-- Start SUPPLIED DATA --

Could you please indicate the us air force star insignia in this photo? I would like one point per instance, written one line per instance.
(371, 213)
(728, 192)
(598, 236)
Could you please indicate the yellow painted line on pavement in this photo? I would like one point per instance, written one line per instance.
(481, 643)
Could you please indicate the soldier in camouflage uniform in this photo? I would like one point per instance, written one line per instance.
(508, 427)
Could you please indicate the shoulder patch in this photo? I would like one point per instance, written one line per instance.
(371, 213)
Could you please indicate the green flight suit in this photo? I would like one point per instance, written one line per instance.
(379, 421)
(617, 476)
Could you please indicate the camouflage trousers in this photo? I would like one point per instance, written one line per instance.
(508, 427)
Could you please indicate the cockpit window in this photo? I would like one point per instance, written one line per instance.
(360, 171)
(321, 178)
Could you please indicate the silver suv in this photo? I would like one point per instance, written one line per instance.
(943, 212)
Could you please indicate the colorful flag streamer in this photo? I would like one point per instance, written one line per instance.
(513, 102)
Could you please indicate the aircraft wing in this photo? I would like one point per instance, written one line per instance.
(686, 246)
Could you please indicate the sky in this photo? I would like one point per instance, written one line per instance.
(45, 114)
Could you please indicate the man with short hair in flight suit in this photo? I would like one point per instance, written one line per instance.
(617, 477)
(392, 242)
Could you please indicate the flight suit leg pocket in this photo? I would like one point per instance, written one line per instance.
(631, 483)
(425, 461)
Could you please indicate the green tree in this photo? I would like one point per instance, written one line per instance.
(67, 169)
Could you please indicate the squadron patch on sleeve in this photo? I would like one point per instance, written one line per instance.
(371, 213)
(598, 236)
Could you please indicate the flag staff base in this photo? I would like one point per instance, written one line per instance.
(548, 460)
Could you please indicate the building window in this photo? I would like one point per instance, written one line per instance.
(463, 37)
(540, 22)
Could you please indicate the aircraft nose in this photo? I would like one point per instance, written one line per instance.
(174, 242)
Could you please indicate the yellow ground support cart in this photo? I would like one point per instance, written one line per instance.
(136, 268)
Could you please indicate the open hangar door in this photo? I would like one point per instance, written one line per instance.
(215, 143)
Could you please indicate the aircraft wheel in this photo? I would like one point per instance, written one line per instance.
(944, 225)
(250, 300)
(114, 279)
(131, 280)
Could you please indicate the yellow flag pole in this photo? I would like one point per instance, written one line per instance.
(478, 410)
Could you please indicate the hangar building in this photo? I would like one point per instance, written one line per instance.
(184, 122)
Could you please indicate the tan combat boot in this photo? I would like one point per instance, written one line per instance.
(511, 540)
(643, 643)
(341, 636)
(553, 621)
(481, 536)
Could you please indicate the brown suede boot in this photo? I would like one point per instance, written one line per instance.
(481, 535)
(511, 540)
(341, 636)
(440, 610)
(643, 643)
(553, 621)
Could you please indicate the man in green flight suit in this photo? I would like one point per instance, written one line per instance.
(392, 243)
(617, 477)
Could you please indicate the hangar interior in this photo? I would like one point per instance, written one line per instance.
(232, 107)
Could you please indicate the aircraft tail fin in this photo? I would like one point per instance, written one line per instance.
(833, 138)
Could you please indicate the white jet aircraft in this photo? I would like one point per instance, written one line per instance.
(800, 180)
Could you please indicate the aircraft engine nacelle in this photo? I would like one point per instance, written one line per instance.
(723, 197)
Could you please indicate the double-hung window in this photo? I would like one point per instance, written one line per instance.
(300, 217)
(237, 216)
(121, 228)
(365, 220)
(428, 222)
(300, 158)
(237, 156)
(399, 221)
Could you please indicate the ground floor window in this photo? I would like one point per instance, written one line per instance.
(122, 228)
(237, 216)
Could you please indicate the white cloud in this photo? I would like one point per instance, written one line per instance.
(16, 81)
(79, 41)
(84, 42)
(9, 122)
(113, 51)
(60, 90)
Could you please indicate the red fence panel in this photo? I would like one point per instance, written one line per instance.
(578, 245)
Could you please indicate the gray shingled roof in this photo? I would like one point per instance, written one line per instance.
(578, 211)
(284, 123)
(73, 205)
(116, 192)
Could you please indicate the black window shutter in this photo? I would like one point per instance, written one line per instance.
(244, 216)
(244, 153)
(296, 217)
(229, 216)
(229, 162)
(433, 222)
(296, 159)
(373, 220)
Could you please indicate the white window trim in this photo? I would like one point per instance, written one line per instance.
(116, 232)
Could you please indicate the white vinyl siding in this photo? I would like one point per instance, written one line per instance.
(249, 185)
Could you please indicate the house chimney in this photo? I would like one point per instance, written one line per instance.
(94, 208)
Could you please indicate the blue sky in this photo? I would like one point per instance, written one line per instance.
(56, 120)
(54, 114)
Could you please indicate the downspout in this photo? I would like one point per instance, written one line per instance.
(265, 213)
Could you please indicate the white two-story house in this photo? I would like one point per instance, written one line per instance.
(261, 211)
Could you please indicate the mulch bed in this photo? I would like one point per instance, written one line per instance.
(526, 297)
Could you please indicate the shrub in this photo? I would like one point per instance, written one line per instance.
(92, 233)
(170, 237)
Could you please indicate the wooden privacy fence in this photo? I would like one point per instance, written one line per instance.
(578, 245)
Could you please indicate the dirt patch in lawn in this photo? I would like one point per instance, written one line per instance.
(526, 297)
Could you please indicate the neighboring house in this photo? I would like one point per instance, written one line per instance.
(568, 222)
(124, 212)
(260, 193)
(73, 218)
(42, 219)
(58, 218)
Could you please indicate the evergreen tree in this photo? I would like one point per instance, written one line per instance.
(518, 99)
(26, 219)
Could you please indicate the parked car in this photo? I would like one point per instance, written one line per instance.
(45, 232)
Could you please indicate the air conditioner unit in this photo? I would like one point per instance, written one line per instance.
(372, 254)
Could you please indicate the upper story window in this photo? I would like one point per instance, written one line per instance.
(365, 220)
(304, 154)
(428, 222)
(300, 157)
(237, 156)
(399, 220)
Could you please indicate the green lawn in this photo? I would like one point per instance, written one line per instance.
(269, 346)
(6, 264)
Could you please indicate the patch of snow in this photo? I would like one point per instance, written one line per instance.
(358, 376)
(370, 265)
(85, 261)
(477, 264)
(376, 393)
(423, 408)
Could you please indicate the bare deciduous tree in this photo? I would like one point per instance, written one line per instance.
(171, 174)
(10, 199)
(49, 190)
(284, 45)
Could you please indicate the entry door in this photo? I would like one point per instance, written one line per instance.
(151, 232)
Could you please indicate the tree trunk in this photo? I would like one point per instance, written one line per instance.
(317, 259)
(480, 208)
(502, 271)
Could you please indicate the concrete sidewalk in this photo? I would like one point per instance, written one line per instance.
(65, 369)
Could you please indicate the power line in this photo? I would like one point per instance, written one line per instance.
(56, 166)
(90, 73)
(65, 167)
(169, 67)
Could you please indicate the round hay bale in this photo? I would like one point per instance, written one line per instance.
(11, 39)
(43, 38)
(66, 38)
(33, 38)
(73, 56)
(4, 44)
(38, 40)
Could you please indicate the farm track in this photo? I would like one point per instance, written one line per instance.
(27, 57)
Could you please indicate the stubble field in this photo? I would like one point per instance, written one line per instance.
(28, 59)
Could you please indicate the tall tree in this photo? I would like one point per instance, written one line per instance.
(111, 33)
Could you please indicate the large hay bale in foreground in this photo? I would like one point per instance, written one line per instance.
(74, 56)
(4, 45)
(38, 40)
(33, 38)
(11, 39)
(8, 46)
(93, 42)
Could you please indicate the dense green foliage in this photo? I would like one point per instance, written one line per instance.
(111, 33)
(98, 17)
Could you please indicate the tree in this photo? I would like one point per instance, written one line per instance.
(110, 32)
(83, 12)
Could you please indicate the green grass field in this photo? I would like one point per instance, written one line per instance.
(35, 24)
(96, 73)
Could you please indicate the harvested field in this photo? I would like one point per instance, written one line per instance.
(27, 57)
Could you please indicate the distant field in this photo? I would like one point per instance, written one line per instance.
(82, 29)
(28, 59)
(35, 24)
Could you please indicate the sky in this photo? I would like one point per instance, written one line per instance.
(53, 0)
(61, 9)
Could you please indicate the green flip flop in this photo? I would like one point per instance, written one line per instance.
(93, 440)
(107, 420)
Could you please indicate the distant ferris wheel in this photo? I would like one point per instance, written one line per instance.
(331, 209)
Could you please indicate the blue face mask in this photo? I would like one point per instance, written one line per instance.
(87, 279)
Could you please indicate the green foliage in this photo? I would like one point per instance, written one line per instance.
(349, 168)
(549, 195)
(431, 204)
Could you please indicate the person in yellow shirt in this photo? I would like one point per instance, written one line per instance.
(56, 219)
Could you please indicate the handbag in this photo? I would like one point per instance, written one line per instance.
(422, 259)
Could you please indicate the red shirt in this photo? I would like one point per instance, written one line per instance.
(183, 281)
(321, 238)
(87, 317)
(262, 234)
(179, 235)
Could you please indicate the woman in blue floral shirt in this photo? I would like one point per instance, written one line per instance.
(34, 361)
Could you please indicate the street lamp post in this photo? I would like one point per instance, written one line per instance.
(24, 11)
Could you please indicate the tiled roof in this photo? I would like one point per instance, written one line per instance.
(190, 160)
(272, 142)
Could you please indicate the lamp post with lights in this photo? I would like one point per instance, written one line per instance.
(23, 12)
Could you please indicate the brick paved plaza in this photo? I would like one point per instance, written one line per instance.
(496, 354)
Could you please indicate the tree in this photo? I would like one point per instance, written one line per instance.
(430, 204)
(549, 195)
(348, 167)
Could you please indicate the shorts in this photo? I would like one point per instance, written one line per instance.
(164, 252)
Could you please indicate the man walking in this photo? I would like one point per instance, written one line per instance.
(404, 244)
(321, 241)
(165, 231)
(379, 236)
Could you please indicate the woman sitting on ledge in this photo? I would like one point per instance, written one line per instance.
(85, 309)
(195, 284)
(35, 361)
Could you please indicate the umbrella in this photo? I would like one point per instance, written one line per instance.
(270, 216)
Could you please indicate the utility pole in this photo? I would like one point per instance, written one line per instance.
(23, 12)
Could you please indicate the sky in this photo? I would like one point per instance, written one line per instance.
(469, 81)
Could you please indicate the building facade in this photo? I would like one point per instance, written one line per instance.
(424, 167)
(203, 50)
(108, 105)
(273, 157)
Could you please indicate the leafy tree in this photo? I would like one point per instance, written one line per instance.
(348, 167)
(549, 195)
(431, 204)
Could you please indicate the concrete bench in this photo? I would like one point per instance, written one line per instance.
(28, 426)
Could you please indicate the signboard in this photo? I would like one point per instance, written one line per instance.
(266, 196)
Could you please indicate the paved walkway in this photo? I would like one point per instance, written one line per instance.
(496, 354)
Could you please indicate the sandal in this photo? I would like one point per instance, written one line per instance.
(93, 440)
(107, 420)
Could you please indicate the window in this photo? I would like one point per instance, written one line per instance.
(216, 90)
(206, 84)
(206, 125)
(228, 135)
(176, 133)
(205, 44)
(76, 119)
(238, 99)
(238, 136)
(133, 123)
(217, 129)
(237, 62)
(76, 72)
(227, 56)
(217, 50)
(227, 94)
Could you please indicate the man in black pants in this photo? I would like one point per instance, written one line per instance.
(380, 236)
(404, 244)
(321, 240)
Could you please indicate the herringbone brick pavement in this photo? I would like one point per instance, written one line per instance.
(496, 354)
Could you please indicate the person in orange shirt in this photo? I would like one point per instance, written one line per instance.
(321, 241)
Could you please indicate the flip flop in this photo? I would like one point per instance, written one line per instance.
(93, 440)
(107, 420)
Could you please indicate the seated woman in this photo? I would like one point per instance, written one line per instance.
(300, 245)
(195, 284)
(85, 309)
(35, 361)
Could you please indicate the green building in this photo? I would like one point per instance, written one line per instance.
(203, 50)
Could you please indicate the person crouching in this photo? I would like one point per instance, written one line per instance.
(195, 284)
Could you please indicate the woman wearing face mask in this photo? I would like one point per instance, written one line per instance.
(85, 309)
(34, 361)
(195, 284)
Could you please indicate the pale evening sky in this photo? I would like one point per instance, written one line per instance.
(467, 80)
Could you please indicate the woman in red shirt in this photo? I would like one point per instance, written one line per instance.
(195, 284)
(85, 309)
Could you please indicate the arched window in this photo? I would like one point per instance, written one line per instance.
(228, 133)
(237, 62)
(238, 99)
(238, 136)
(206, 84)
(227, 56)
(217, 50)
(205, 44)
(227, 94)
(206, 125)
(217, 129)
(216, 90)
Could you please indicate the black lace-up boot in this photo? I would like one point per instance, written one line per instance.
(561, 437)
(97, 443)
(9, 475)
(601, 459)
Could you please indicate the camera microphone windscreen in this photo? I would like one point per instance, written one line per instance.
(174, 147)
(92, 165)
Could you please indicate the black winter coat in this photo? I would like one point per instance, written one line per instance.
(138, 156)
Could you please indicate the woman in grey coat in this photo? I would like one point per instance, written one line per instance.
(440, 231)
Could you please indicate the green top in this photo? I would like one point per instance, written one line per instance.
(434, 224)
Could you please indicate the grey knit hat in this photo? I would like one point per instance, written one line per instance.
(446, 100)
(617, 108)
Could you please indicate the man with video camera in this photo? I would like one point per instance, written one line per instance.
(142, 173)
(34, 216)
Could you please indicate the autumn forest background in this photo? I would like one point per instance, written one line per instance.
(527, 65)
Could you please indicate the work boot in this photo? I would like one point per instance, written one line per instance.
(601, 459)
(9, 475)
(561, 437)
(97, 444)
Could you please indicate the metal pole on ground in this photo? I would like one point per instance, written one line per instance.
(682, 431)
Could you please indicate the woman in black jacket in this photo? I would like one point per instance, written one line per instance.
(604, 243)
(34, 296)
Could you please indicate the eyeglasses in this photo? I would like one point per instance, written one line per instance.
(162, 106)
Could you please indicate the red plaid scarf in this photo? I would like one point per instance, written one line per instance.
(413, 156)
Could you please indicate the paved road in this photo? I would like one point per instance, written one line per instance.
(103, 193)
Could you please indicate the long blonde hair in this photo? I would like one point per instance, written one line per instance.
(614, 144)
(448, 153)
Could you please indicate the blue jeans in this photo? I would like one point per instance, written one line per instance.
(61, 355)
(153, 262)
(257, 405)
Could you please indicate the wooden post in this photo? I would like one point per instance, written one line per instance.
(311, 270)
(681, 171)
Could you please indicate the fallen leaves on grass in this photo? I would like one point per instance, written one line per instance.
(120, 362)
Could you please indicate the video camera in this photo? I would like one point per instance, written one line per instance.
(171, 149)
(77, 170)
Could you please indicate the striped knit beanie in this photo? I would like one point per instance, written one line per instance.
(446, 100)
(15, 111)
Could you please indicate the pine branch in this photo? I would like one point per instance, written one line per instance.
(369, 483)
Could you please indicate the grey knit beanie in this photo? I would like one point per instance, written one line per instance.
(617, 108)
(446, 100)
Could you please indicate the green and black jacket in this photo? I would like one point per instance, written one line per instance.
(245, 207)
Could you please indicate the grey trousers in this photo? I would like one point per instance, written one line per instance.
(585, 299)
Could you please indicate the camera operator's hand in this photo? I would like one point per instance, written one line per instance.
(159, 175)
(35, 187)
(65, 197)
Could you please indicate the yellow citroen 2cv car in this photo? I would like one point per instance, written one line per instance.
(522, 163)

-- End SUPPLIED DATA --

TASK DESCRIPTION: Copy out, word for word, the lines from the one containing "Could you please indicate the grey knit beanie" through the end of the records.

COMPLETE RESPONSE:
Could you please indicate the grey knit beanie in this photo? I would like one point per instance, written one line per instance.
(617, 108)
(446, 100)
Could you please indicate the green and black jacket in this photo? I would like one point per instance, written one line per instance.
(245, 207)
Could you please indicate the grey trousers in this photo? I would like one point per instance, written one line per instance.
(585, 299)
Could you please indicate the camera operator's hand in this photo? I would like one point per instance, written one line per instance.
(159, 175)
(35, 187)
(65, 197)
Could you please indicate the yellow citroen 2cv car in this photo? I would like one point per instance, written one line per instance.
(522, 163)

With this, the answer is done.